Task brief:
Edit the full listing below by replacing each "Target" with "Object" and leaving everything else unchanged.

Location labeling records:
___

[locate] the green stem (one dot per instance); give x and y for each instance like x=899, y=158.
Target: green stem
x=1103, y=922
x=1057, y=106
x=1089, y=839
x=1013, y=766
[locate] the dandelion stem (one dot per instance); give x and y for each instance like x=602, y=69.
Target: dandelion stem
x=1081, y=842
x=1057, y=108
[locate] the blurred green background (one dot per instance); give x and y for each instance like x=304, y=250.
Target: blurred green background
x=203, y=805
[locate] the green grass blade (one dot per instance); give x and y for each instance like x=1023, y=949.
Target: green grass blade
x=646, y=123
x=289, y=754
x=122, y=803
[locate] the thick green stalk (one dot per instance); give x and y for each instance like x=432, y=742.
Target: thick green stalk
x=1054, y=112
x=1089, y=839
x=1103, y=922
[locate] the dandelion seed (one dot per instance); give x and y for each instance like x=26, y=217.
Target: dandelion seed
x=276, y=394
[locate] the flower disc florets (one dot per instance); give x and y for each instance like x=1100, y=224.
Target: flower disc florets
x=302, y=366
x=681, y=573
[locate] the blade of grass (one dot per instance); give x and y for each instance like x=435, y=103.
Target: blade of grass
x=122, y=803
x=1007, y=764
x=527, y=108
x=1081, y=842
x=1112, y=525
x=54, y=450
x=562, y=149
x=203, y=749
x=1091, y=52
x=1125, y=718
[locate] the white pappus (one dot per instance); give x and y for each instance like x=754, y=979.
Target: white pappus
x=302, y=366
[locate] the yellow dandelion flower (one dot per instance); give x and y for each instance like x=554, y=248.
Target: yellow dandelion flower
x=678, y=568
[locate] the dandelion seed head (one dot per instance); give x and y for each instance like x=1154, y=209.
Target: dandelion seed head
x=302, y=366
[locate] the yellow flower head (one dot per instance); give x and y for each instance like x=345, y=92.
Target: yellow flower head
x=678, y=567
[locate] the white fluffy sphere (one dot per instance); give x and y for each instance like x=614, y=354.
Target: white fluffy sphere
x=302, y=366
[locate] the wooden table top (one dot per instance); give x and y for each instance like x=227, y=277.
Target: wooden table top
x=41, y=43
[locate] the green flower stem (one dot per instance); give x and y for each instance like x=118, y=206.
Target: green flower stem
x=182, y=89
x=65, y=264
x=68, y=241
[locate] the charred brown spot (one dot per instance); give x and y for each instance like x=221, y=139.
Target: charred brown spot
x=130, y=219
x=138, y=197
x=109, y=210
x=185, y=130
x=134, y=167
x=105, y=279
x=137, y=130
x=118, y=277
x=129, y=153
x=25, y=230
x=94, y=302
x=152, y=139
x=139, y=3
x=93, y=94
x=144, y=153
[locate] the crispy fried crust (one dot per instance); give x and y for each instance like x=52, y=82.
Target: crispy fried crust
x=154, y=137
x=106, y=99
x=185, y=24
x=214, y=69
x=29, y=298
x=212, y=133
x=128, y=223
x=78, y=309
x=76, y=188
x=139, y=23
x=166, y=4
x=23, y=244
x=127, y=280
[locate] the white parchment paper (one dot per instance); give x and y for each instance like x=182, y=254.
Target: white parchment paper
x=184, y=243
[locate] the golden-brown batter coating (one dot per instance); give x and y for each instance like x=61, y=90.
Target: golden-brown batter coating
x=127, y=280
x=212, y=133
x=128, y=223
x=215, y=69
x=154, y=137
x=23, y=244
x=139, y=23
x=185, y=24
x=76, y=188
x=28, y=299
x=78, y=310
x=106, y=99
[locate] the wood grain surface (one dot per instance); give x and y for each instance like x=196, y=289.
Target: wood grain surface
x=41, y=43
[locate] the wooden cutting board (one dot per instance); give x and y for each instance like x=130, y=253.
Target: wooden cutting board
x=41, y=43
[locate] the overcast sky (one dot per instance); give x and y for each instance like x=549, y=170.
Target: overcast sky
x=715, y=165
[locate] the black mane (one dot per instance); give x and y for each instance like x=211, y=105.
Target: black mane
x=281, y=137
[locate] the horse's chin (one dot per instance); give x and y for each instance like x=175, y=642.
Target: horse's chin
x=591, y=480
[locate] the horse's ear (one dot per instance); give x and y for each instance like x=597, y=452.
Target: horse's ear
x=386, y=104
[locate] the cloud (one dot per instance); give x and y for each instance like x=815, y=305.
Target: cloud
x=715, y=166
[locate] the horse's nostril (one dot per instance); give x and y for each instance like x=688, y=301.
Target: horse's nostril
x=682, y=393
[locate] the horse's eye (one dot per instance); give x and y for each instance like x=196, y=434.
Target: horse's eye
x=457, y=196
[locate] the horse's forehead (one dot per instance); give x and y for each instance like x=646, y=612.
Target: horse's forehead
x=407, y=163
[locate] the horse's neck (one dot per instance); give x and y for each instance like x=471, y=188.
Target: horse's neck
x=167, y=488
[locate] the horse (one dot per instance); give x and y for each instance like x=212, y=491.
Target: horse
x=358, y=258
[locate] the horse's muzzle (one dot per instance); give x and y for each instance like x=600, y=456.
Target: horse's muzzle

___

Finished answer:
[locate] the green stem (one dot per instance); give x and y for each instance like x=899, y=158.
Object: green stem
x=1103, y=922
x=1057, y=106
x=1089, y=839
x=1013, y=766
[locate] the dandelion stem (one dot per instance); give x and y for each instance like x=602, y=69.
Object: dandelion stem
x=1081, y=842
x=1057, y=108
[locate] the blurred green background (one dot per instance); give x and y for each instance like x=304, y=250.
Object: blurred green background
x=203, y=805
[locate] the green grass blade (one dot per instance); give x and y for each instance like x=1023, y=949.
Object: green grass blade
x=646, y=123
x=289, y=754
x=122, y=803
[locate] the thick green stalk (one dot per instance); give x and y for each instance like x=432, y=742.
Object: thick green stalk
x=1054, y=112
x=1089, y=839
x=1103, y=922
[locate] the dandelion seed (one dot per instance); give x and y for each instance like x=26, y=217.
Object: dandelion seed
x=276, y=394
[locate] the flower disc florets (one dot per instance); give x and y for each instance like x=1100, y=224.
Object: flower disc florets
x=302, y=366
x=681, y=573
[locate] the blade of grass (one dot per instance); give x and y for each instance like x=435, y=103.
Object: blade of grass
x=122, y=803
x=1007, y=764
x=527, y=108
x=1081, y=842
x=1112, y=525
x=54, y=450
x=562, y=149
x=203, y=749
x=1091, y=52
x=1125, y=718
[locate] the white pappus (one dot per instance); give x and y for each instance like x=754, y=979.
Object: white pappus
x=302, y=366
[locate] the yellow dandelion flower (one dot per instance); give x and y for each instance like x=554, y=248.
Object: yellow dandelion flower
x=678, y=568
[locate] the dandelion seed head (one dot per instance); give x and y for each instance like x=1154, y=209.
Object: dandelion seed head
x=302, y=366
[locate] the yellow flower head (one dot per instance); give x and y for each instance like x=345, y=92.
Object: yellow flower head
x=678, y=567
[locate] the white fluffy sphere (one dot per instance); give x and y for each instance like x=614, y=354.
Object: white fluffy sphere
x=302, y=366
[locate] the wooden table top (one dot per instance); give x and y for each instance like x=227, y=277.
Object: wooden table top
x=41, y=43
[locate] the green flower stem (one dot per instance); give x and y for each instance like x=118, y=206.
Object: green flower stem
x=182, y=89
x=65, y=264
x=68, y=241
[locate] the charred brown spot (one dot per instance); give x and y for each instance like x=221, y=139.
Object: charred brown spot
x=130, y=219
x=138, y=197
x=109, y=210
x=185, y=130
x=134, y=167
x=105, y=279
x=137, y=130
x=118, y=277
x=129, y=153
x=25, y=230
x=94, y=302
x=152, y=139
x=139, y=3
x=93, y=94
x=144, y=153
[locate] the crispy fried crust (one dot per instance); give x and y for each instance like x=52, y=82.
Object: crispy fried crust
x=154, y=137
x=106, y=99
x=185, y=24
x=214, y=69
x=29, y=298
x=212, y=133
x=128, y=223
x=78, y=309
x=76, y=188
x=139, y=23
x=166, y=4
x=23, y=244
x=127, y=280
[locate] the white parchment paper (one dot per instance); give x and y for each instance like x=182, y=254.
Object: white parchment paper
x=184, y=243
[locate] the golden-brown batter coating (one dot per instance); give x and y for each instance like x=61, y=90.
Object: golden-brown batter coating
x=127, y=280
x=212, y=133
x=128, y=223
x=215, y=69
x=154, y=137
x=23, y=244
x=139, y=23
x=185, y=24
x=76, y=188
x=28, y=299
x=78, y=310
x=106, y=99
[locate] the wood grain surface (one dot per instance); give x and y for each instance like x=196, y=289.
Object: wood grain surface
x=41, y=43
[locate] the wooden cutting board (one dot per instance); give x and y for each instance like x=130, y=253.
Object: wooden cutting board
x=41, y=43
[locate] the overcast sky (one dot per instance); give x and y for each instance like x=549, y=170.
Object: overcast sky
x=715, y=165
[locate] the black mane (one dot per instance); give x and y for each instance like x=211, y=105.
Object: black mane
x=281, y=137
[locate] the horse's chin (one dot per instance); give x and y for each instance like x=175, y=642.
Object: horse's chin
x=591, y=480
[locate] the horse's ear (one dot per instance); give x and y for each instance like x=597, y=452.
Object: horse's ear
x=386, y=104
[locate] the cloud (one dot per instance); give x and y for each instance like x=815, y=305.
Object: cloud
x=715, y=166
[locate] the horse's nostril (one dot per instance); give x and y for each instance like x=688, y=301.
Object: horse's nostril
x=682, y=393
[locate] the horse's eye (one dot per instance); give x and y for each instance like x=196, y=434.
Object: horse's eye
x=457, y=196
[locate] the horse's forehead (one dot per instance); give x and y for each instance like x=646, y=612.
Object: horse's forehead
x=407, y=163
[locate] the horse's neck (one dot per instance); give x and y for each instance like x=471, y=188.
Object: horse's neck
x=167, y=488
[locate] the horse (one dot per instance); give x and y for each instance like x=212, y=491.
Object: horse
x=358, y=258
[locate] the horse's muzzle (one dot per instance); give x and y for each instance like x=600, y=456.
Object: horse's muzzle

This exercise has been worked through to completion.